**RECORDS SUPPLIED**
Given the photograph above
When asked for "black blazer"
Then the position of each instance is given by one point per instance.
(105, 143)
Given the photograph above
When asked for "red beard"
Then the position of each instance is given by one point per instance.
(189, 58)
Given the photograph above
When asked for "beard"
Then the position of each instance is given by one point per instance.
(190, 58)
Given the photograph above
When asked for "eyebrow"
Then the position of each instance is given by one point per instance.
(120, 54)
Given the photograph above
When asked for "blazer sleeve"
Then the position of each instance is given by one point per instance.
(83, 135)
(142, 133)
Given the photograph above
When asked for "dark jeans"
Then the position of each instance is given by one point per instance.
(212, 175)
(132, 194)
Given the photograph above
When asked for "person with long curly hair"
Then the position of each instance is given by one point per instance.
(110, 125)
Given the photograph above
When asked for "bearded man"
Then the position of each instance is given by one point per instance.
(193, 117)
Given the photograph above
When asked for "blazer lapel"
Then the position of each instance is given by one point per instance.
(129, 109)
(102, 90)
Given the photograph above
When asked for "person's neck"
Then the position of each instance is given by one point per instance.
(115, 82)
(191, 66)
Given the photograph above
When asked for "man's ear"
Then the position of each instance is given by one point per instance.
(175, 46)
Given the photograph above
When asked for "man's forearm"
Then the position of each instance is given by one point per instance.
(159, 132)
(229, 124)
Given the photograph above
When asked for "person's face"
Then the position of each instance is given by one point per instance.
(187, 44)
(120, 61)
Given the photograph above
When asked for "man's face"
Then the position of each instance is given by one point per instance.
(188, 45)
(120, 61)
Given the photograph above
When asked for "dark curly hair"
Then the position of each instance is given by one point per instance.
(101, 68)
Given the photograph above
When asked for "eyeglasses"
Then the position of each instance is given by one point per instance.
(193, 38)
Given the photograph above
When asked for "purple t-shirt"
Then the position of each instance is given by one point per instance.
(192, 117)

---

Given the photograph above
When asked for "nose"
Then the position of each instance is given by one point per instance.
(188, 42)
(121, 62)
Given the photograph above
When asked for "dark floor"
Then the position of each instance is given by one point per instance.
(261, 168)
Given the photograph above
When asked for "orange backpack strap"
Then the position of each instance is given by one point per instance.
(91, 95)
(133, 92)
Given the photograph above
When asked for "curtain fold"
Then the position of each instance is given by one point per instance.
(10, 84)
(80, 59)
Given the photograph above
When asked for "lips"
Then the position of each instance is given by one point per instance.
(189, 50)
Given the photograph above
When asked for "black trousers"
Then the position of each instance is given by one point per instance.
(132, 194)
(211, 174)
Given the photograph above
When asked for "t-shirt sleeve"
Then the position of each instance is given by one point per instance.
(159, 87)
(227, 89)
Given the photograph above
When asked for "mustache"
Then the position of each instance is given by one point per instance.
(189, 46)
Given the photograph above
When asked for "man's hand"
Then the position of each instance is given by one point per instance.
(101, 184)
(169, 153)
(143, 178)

---

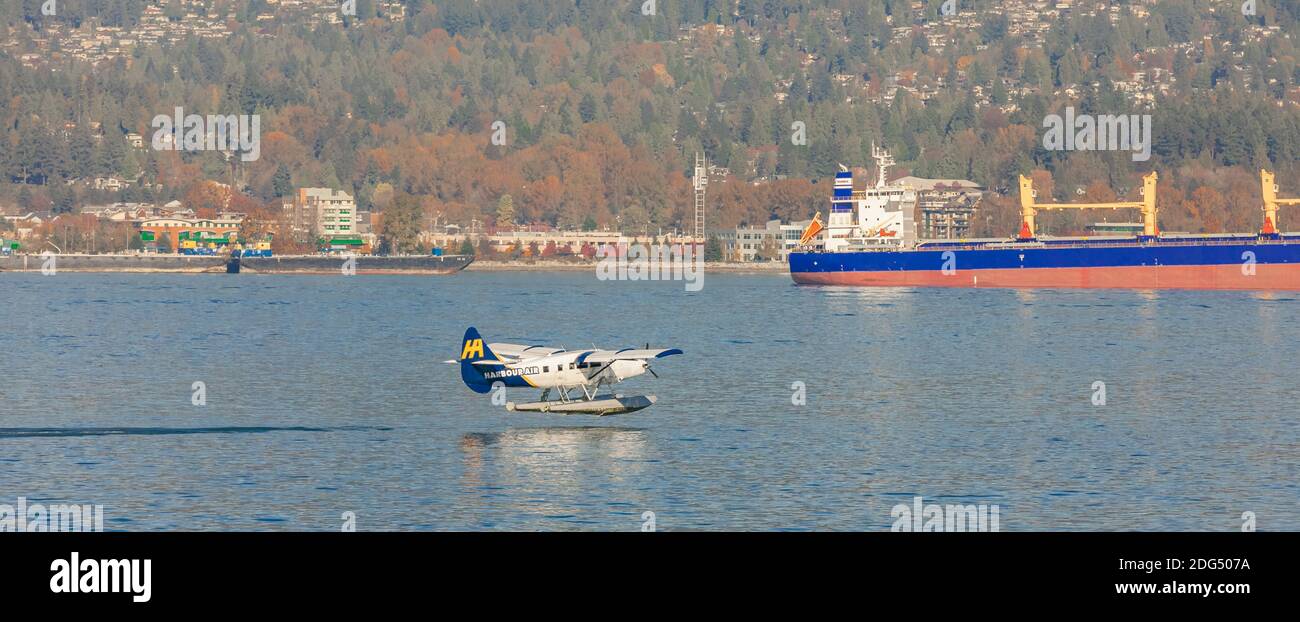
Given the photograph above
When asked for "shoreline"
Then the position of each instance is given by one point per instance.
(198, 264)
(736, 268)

**OBJECTIVE**
Gather every line of the entries above that contains the word "hair", matching case exactly.

**EXERCISE ANSWER**
When asked for "person with long curly hair"
When asked for "dark curly hair"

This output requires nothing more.